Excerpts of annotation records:
** start **
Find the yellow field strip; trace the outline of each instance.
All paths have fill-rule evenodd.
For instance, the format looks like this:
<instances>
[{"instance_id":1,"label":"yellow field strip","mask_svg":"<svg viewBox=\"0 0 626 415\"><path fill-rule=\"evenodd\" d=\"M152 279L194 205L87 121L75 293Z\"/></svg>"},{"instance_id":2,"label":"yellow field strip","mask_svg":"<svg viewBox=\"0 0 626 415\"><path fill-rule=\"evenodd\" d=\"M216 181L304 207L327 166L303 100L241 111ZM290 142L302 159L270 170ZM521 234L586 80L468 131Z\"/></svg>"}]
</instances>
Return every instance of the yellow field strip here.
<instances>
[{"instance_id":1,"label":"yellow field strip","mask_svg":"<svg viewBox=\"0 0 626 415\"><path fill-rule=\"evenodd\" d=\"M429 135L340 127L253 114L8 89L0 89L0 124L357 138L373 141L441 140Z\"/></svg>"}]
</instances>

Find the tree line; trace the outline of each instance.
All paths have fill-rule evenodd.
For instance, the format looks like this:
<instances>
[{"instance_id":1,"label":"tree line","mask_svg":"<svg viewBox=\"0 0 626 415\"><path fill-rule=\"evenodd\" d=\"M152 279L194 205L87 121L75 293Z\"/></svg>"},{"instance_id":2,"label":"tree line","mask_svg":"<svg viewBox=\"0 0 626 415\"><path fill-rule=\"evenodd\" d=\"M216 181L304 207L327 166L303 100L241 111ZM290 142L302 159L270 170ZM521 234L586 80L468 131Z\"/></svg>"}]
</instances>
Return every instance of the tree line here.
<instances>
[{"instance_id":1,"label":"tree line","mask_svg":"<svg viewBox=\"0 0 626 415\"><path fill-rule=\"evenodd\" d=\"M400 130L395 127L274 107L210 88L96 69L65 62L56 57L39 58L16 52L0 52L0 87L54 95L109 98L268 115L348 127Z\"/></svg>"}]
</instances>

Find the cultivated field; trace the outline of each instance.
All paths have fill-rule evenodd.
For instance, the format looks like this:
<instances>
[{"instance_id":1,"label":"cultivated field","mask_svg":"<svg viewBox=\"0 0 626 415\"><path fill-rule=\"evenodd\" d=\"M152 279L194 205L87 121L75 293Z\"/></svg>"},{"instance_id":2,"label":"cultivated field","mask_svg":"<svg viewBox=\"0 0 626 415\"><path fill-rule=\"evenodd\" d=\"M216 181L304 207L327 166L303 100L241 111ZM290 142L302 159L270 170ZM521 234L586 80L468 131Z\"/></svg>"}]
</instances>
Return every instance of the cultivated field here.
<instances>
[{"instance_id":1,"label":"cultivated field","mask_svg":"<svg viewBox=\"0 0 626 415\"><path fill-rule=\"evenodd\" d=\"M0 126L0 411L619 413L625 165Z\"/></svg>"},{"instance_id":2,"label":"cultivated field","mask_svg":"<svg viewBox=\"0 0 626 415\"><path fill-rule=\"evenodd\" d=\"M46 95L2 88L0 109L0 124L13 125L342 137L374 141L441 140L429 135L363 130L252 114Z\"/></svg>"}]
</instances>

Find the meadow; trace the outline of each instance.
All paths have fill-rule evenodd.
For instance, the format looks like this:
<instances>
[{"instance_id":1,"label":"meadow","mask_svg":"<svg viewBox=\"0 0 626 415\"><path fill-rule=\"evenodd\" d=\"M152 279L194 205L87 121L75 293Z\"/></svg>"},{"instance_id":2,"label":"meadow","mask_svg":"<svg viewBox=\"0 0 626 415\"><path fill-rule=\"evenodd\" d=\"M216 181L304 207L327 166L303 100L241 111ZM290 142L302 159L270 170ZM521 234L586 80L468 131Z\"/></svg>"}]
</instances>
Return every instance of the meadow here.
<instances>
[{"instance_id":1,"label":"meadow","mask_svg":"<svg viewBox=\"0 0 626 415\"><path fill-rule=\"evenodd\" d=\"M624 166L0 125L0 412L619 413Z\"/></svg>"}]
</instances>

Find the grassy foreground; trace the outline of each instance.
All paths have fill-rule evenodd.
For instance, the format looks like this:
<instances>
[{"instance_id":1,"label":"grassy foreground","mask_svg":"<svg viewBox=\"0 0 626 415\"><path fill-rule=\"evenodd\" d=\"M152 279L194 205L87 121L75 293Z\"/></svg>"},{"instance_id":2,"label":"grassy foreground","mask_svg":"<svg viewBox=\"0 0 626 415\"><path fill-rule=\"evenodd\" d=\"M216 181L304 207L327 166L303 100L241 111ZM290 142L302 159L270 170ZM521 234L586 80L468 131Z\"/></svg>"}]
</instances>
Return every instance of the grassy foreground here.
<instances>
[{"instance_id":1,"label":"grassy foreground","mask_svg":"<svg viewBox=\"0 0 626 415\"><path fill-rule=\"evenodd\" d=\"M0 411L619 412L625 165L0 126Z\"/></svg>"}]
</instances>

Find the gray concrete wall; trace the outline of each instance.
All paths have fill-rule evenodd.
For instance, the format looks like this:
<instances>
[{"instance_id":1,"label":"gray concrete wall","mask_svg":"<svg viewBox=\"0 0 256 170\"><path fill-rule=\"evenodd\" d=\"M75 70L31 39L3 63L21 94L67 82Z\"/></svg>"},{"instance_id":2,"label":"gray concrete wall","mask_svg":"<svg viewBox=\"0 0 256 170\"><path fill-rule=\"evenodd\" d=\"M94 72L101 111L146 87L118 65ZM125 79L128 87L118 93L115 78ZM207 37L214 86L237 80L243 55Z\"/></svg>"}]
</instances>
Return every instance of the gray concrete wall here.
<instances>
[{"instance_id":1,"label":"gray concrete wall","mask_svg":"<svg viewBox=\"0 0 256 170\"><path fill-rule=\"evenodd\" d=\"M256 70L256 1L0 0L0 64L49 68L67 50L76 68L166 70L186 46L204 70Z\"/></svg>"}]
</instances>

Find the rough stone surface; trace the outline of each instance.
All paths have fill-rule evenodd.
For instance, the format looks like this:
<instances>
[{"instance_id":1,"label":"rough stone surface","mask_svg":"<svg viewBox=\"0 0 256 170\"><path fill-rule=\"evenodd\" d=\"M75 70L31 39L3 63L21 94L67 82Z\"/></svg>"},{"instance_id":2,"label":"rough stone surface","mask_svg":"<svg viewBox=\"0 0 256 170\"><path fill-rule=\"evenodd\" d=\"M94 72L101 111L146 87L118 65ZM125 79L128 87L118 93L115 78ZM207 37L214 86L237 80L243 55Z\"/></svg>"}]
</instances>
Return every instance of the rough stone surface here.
** end **
*EXERCISE BRIEF*:
Retype the whole listing above exactly.

*SOLUTION TO THE EXERCISE*:
Find the yellow field strip; trace the outline of each instance.
All paths have fill-rule evenodd.
For instance, the format looks like this:
<instances>
[{"instance_id":1,"label":"yellow field strip","mask_svg":"<svg viewBox=\"0 0 626 415\"><path fill-rule=\"evenodd\" d=\"M152 279L194 205L87 121L75 293Z\"/></svg>"},{"instance_id":2,"label":"yellow field strip","mask_svg":"<svg viewBox=\"0 0 626 415\"><path fill-rule=\"evenodd\" d=\"M216 181L304 207L327 166L303 100L241 111ZM290 142L302 159L270 170ZM521 234L586 80L468 131Z\"/></svg>"}]
</instances>
Return every instance of the yellow field strip here.
<instances>
[{"instance_id":1,"label":"yellow field strip","mask_svg":"<svg viewBox=\"0 0 626 415\"><path fill-rule=\"evenodd\" d=\"M429 135L340 127L253 114L8 89L0 89L0 124L357 138L373 141L441 140Z\"/></svg>"}]
</instances>

Find the tree line; trace the outline of each instance.
All paths have fill-rule evenodd.
For instance, the format looks like this:
<instances>
[{"instance_id":1,"label":"tree line","mask_svg":"<svg viewBox=\"0 0 626 415\"><path fill-rule=\"evenodd\" d=\"M152 279L194 205L87 121L75 293Z\"/></svg>"},{"instance_id":2,"label":"tree line","mask_svg":"<svg viewBox=\"0 0 626 415\"><path fill-rule=\"evenodd\" d=\"M216 181L304 207L327 166L303 100L241 111ZM290 142L302 159L270 170ZM521 234L586 80L468 131Z\"/></svg>"}]
</instances>
Return every instance of the tree line here.
<instances>
[{"instance_id":1,"label":"tree line","mask_svg":"<svg viewBox=\"0 0 626 415\"><path fill-rule=\"evenodd\" d=\"M400 130L395 127L274 107L210 88L96 69L65 62L56 57L39 58L16 52L0 52L0 87L54 95L109 98L268 115L348 127Z\"/></svg>"}]
</instances>

Find the cultivated field; trace the outline of each instance.
All paths have fill-rule evenodd.
For instance, the format looks like this:
<instances>
[{"instance_id":1,"label":"cultivated field","mask_svg":"<svg viewBox=\"0 0 626 415\"><path fill-rule=\"evenodd\" d=\"M152 279L194 205L87 121L75 293Z\"/></svg>"},{"instance_id":2,"label":"cultivated field","mask_svg":"<svg viewBox=\"0 0 626 415\"><path fill-rule=\"evenodd\" d=\"M216 181L304 207L327 166L303 100L241 111ZM290 142L302 159L270 170ZM521 234L586 80L468 131Z\"/></svg>"}]
</instances>
Return every instance of the cultivated field here.
<instances>
[{"instance_id":1,"label":"cultivated field","mask_svg":"<svg viewBox=\"0 0 626 415\"><path fill-rule=\"evenodd\" d=\"M0 126L0 411L619 413L625 165Z\"/></svg>"},{"instance_id":2,"label":"cultivated field","mask_svg":"<svg viewBox=\"0 0 626 415\"><path fill-rule=\"evenodd\" d=\"M46 95L2 88L0 109L0 124L13 125L342 137L374 141L441 140L429 135L363 130L252 114Z\"/></svg>"}]
</instances>

Find the meadow; trace the outline of each instance.
All paths have fill-rule evenodd.
For instance, the format looks like this:
<instances>
[{"instance_id":1,"label":"meadow","mask_svg":"<svg viewBox=\"0 0 626 415\"><path fill-rule=\"evenodd\" d=\"M152 279L194 205L87 121L75 293Z\"/></svg>"},{"instance_id":2,"label":"meadow","mask_svg":"<svg viewBox=\"0 0 626 415\"><path fill-rule=\"evenodd\" d=\"M216 181L304 207L327 166L303 100L241 111ZM290 142L302 159L270 170ZM521 234L586 80L468 131Z\"/></svg>"}]
</instances>
Return every instance of the meadow here.
<instances>
[{"instance_id":1,"label":"meadow","mask_svg":"<svg viewBox=\"0 0 626 415\"><path fill-rule=\"evenodd\" d=\"M624 166L0 125L0 412L619 413Z\"/></svg>"}]
</instances>

Find the grassy foreground; trace the outline of each instance.
All paths have fill-rule evenodd.
For instance, the format looks like this:
<instances>
[{"instance_id":1,"label":"grassy foreground","mask_svg":"<svg viewBox=\"0 0 626 415\"><path fill-rule=\"evenodd\" d=\"M152 279L194 205L87 121L75 293Z\"/></svg>"},{"instance_id":2,"label":"grassy foreground","mask_svg":"<svg viewBox=\"0 0 626 415\"><path fill-rule=\"evenodd\" d=\"M216 181L304 207L327 166L303 100L241 111ZM290 142L302 159L270 170ZM521 234L586 80L468 131Z\"/></svg>"}]
</instances>
Return every instance of the grassy foreground here.
<instances>
[{"instance_id":1,"label":"grassy foreground","mask_svg":"<svg viewBox=\"0 0 626 415\"><path fill-rule=\"evenodd\" d=\"M0 411L619 412L625 165L0 126Z\"/></svg>"}]
</instances>

Find the gray concrete wall; trace the outline of each instance.
All paths have fill-rule evenodd.
For instance, the format looks like this:
<instances>
[{"instance_id":1,"label":"gray concrete wall","mask_svg":"<svg viewBox=\"0 0 256 170\"><path fill-rule=\"evenodd\" d=\"M75 70L31 39L3 63L21 94L67 82Z\"/></svg>"},{"instance_id":2,"label":"gray concrete wall","mask_svg":"<svg viewBox=\"0 0 256 170\"><path fill-rule=\"evenodd\" d=\"M94 72L101 111L146 87L118 65ZM125 79L128 87L118 93L115 78ZM207 37L214 86L237 80L243 55Z\"/></svg>"}]
</instances>
Return every instance of the gray concrete wall here.
<instances>
[{"instance_id":1,"label":"gray concrete wall","mask_svg":"<svg viewBox=\"0 0 256 170\"><path fill-rule=\"evenodd\" d=\"M256 70L256 1L0 0L0 64L49 68L67 50L76 68L166 70L186 46L204 70Z\"/></svg>"}]
</instances>

Find the rough stone surface; trace the outline of each instance.
All paths have fill-rule evenodd.
For instance, the format looks like this:
<instances>
[{"instance_id":1,"label":"rough stone surface","mask_svg":"<svg viewBox=\"0 0 256 170\"><path fill-rule=\"evenodd\" d=\"M75 70L31 39L3 63L21 94L67 82Z\"/></svg>"},{"instance_id":2,"label":"rough stone surface","mask_svg":"<svg viewBox=\"0 0 256 170\"><path fill-rule=\"evenodd\" d=\"M94 72L101 111L146 87L118 65ZM125 79L128 87L118 93L115 78ZM207 37L214 86L237 80L243 55Z\"/></svg>"}]
</instances>
Return every instance of the rough stone surface here.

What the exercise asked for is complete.